Aim of the task: Reproduce every one of the following records word for word, leaving out the pictures.

Items from a dataset
══════════
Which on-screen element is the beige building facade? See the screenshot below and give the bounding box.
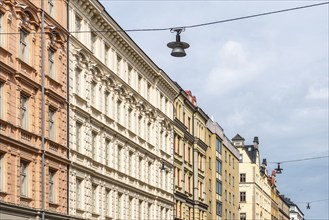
[232,134,271,220]
[69,0,179,219]
[0,0,69,219]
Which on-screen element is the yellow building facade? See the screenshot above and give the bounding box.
[232,134,272,220]
[0,0,69,219]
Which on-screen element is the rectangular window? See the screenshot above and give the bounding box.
[104,44,110,66]
[0,154,5,192]
[0,82,4,118]
[75,122,82,152]
[20,160,28,197]
[216,139,222,154]
[240,192,246,202]
[216,159,222,174]
[91,81,97,106]
[216,200,222,216]
[19,29,29,63]
[0,13,2,47]
[90,32,97,54]
[91,185,97,213]
[91,131,97,160]
[48,49,55,79]
[75,179,82,209]
[48,0,55,16]
[48,107,56,141]
[240,173,246,183]
[239,154,243,163]
[104,91,110,115]
[75,69,81,95]
[216,179,222,195]
[75,15,82,39]
[48,169,56,203]
[20,94,29,129]
[104,139,111,165]
[117,56,122,76]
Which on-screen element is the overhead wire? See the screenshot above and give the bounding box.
[0,1,329,35]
══════════
Task output:
Which on-screen element is the beige building facade? See the screenshot below and give the bounding box.
[232,134,271,220]
[69,0,179,219]
[0,0,69,219]
Which on-screen element is the yellow building facade? See the screenshot above and give the bounding box.
[232,134,272,220]
[0,0,69,219]
Which on-screen element is the rectangular window? See the screenshot above and give the bounding box.
[104,44,110,66]
[0,154,5,192]
[0,82,4,118]
[75,122,82,152]
[20,160,28,197]
[216,139,222,154]
[240,192,246,202]
[216,159,222,174]
[91,81,97,106]
[216,200,222,216]
[19,29,29,63]
[0,13,2,47]
[90,32,97,54]
[91,185,97,213]
[91,131,97,160]
[48,49,55,79]
[75,179,82,209]
[48,0,55,16]
[48,107,56,141]
[240,173,246,183]
[239,154,243,163]
[104,91,110,115]
[75,69,81,95]
[216,179,222,195]
[75,15,82,39]
[48,169,56,203]
[20,94,29,129]
[104,139,111,165]
[117,56,122,76]
Which on-screen element is the overhead wire? See the screenshot above and give the bounding box.
[0,1,329,35]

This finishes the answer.